◆ INSTRUCCIONES DE TRABAJO
A. Enumere las polaridades constitutivas del ser personal que señala el fragmento seleccionado sobre la antropología de Juan Pablo II.
B. Redacte de forma más breve el párrafo del fragmento seleccionado que empieza con «Desde la propia razón iluminada», conservando sus datos principales.
C. Prosiga el fragmento seleccionado sobre la antropología de Juan Pablo II a partir de su última oración.

◆ FRAGMENTO SELECCIONADO
(Resumen del comentario a las catequesis de Juan Pablo II de Angelo Scola en “El misterio nupcial”)
La Iglesia experta en humanidad, acoge en su seno existencias personales de hombres y mujeres con nombre y rostro, de personas en acción a quienes la pregunta radical que Dios hace a todo hombre, «¿dónde estás? ¿Dónde está tu hermano?», hace caer en la cuenta de las polaridades constitutivas del ser personal: cuerpo-espíritu, hombre-mujer, individuo-sociedad.
Desde la propia razón iluminada por el Verbo en quien se desvela al hombre el misterio del hombre puede ofrecer la antropología adecuada que ilumina, responde e integra todas las dimensiones que aparecen en la experiencia elemental de cada persona viva «en acción». Pero la Iglesia, no sólo ofrece una luz desde la cual reconstruir un humanismo en el que Dios no es rival del hombre, sino que ofrece un ámbito, una compañía que hace posible el crecimiento y además es cauce de la gracia divina, don imprescindible para cultivar la antropología adecuada, pues pertenece a la experiencia humana la apertura a la trascendencia, la sed de plenitud y el ansia de comunión que sólo la gracia divina puede dar.
Se trata de elaborar una propuesta antropológica que responda a la verdad de lo que el hombre es, encontrándonos con éste en su experiencia elemental, en sus acciones y relaciones. Si la experiencia encuentra una antropología adecuada podremos decir con Juan Pablo II que la relación entre verdad y libertad es originaria.
a) La afirmación de la persona
La afirmación de la persona utilizando el lenguaje del cuerpo como expresión de la uni-totalidad de la persona individual:
«El sacramento, como signo visible, se constituye con el hombre, en cuanto ‘cuerpo’, mediante su ‘visible’ masculinidad y feminidad. El cuerpo, en efecto, y solamente él, es capaz de hacer visible lo que es invisible: lo espiritual y lo divino. Ha sido creado para transferir en la realidad visible del mundo el misterio escondido desde la eternidad en Dios, y ser así su signo».
Las célebres Catequesis sobre el cuerpo, expresan con singular eficacia el primer núcleo de la experiencia humana elemental. Indagar sobre el hombre en cuanto ‘uno en cuerpo y alma’ (GS 14), partiendo de la afirmación de que el cuerpo es sacramento de toda la persona comienza a dar credibilidad a una nueva centralidad del hombre, en contra del pretendido fin del sujeto.
Desde un punto de vista teológico podemos decir que en el enfoque determinante de Redemptor Hominis, que es preciso leer junto con Dives in Misericordia y Dominum et Vivificantem, se pone en juego el cristocentrismo de Wojtyla. Tal perspectiva le permite apreciar la vertiente antropológica sin vaciar la cristología, al tiempo que ofrece la posibilidad de que la cristología misma no derogue la antropología.

◆ EXTRACTO DE DATOS

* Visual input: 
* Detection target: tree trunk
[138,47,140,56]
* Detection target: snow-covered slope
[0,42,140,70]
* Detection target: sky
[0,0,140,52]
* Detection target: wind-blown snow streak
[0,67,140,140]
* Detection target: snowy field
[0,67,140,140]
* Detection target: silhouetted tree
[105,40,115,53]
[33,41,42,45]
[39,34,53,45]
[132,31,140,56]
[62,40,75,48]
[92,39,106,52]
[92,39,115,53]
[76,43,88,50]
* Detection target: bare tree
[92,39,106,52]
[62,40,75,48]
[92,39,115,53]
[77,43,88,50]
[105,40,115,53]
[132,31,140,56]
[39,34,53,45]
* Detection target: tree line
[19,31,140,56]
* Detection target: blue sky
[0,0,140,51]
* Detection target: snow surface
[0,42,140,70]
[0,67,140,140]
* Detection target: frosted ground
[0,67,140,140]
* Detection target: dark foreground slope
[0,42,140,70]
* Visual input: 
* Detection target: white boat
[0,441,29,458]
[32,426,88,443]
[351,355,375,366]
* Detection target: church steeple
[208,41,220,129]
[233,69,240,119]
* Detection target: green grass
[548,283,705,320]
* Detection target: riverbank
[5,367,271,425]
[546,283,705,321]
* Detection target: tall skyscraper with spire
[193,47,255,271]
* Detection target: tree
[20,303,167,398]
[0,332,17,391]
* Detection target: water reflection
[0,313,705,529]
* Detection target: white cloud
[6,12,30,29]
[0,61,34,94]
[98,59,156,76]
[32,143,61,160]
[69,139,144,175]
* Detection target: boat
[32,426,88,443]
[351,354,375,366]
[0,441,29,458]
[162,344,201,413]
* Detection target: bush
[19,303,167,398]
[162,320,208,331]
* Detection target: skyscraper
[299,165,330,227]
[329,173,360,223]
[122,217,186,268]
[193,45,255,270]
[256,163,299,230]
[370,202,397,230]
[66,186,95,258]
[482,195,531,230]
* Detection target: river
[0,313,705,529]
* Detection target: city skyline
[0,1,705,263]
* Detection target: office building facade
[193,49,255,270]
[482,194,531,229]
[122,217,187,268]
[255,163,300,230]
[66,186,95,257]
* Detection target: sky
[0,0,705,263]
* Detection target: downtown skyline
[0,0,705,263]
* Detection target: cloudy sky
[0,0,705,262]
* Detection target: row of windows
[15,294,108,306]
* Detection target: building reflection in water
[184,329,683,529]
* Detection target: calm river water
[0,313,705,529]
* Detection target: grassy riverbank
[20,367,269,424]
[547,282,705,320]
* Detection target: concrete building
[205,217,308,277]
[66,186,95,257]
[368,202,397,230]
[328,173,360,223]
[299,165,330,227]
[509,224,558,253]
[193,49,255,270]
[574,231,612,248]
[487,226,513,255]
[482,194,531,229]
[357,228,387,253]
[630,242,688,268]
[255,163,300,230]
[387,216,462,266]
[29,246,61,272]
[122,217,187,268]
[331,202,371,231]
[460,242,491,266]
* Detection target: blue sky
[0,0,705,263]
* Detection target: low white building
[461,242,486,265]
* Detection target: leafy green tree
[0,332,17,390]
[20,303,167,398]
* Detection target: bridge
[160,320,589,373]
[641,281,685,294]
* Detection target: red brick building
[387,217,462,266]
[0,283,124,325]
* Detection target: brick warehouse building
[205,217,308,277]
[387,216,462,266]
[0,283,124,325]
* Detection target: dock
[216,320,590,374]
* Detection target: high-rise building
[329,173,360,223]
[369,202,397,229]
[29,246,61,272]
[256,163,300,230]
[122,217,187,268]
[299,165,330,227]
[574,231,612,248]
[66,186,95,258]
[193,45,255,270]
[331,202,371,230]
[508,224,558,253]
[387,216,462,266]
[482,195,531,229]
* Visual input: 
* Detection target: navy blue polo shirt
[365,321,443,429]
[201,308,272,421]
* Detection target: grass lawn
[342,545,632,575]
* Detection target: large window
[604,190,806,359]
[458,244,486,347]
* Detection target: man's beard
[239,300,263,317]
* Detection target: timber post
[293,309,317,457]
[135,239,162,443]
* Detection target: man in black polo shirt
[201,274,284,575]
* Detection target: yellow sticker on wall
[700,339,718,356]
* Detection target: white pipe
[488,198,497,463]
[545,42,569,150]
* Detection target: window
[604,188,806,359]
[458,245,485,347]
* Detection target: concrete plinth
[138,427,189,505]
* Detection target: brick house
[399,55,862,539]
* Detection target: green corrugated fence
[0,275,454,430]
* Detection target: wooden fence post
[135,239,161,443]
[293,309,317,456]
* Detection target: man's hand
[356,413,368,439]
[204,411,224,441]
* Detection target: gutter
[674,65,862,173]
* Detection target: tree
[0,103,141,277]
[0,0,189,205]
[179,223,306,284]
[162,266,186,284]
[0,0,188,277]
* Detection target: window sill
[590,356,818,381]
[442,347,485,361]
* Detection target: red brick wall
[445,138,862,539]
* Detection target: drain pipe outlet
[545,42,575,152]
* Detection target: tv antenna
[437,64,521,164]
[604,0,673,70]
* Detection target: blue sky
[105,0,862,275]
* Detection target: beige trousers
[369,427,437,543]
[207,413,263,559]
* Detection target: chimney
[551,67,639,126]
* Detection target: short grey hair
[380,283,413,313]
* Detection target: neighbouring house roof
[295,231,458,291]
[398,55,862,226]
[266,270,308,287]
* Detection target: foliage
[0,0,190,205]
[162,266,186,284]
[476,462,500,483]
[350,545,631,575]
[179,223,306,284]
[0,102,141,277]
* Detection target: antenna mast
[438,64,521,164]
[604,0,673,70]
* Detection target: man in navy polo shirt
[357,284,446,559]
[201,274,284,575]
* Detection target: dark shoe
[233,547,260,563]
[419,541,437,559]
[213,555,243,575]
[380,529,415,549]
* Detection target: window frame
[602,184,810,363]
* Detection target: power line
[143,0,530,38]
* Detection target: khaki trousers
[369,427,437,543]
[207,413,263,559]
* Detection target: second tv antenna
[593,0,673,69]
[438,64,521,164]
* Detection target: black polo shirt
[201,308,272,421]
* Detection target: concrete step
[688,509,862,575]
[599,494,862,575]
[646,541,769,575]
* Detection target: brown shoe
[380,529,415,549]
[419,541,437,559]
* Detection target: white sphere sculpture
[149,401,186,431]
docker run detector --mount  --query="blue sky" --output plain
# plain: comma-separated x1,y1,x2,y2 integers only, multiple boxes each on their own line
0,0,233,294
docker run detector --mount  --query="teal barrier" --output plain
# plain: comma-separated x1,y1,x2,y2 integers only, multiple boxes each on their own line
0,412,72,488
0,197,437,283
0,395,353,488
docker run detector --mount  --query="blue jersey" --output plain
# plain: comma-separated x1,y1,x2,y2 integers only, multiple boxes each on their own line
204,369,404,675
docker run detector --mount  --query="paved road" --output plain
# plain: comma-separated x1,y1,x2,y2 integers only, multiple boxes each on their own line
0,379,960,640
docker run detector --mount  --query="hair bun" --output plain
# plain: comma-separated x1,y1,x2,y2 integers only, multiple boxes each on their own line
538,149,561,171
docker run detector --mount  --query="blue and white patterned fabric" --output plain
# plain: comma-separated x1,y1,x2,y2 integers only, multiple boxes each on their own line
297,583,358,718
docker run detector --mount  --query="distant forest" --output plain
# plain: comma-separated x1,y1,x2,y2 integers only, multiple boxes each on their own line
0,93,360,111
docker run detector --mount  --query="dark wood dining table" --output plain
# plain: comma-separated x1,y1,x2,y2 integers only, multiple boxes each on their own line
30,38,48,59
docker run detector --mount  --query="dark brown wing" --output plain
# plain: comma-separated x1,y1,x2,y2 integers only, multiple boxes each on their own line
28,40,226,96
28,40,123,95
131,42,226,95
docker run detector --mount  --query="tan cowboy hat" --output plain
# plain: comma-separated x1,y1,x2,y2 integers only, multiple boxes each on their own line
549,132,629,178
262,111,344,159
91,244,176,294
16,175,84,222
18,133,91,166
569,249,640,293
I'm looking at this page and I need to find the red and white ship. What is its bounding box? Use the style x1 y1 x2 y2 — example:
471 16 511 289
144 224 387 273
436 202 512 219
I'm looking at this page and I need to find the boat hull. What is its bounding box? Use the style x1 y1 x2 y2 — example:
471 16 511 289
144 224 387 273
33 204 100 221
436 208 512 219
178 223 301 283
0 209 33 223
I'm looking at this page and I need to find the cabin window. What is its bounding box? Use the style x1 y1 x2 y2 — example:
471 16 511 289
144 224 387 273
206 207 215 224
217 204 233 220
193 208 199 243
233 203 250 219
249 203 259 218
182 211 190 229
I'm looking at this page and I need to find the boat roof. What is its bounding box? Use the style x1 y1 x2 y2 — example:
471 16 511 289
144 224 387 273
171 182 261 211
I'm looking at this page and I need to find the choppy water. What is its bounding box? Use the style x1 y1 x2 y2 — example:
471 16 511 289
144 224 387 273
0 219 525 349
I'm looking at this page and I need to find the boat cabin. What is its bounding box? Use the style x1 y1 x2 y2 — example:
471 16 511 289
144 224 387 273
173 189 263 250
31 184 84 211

◆ RESPUESTAS PROPUESTAS
A.
- Cuerpo-espíritu
- Hombre-mujer
- Individuo-sociedad

B. Desde la razón iluminada por el Verbo, la Iglesia puede ofrecer la antropología adecuada, que ilumina, responde e integra todas las dimensiones de la experiencia elemental de la persona «en acción». No solo ofrece una luz para reconstruir un humanismo en el que Dios no es rival del hombre. También ofrece un ámbito y una compañía que posibilitan el crecimiento y son cauce de la gracia divina. Esa gracia es imprescindible, porque la apertura a la trascendencia, la sed de plenitud y el ansia de comunión pertenecen a la experiencia humana y solo ella puede darlas.

C.
Teocentrismo, cristocentrismo y antropocentrismo se dan juntos o desaparecen:
Así, «el hombre que quiere comprenderse hasta el fondo a sí mismo (…) debe, con su inquietud, incertidumbre e incluso con su debilidad y pecaminosidad, con su vida y con su muerte, acercarse a Cristo, Jesucristo es, pues, la figura consumada del hombre porque resuelve el enigma del individuo sin decidirá priori su drama. Jesucristo, verdad viviente y personal, exalta el _ individuo poniéndolo en juego en cada acto de su libertad. No afirmándose de modo abstracto como sujeto autónomo, sino reconociéndose como hijo en el Hijo, el hombre hace la experiencia elemental realista y benéfica de una dependencia que lo genera, de una pertenencia que, a su vez, lo capacita para convertirse en protagonista».
Sólo si uno es -¡no si ha sido!- hijo, puede ser padre. La generación de la persona es la respuesta actualísima de Karol Wojtyla al ocaso del sujeto.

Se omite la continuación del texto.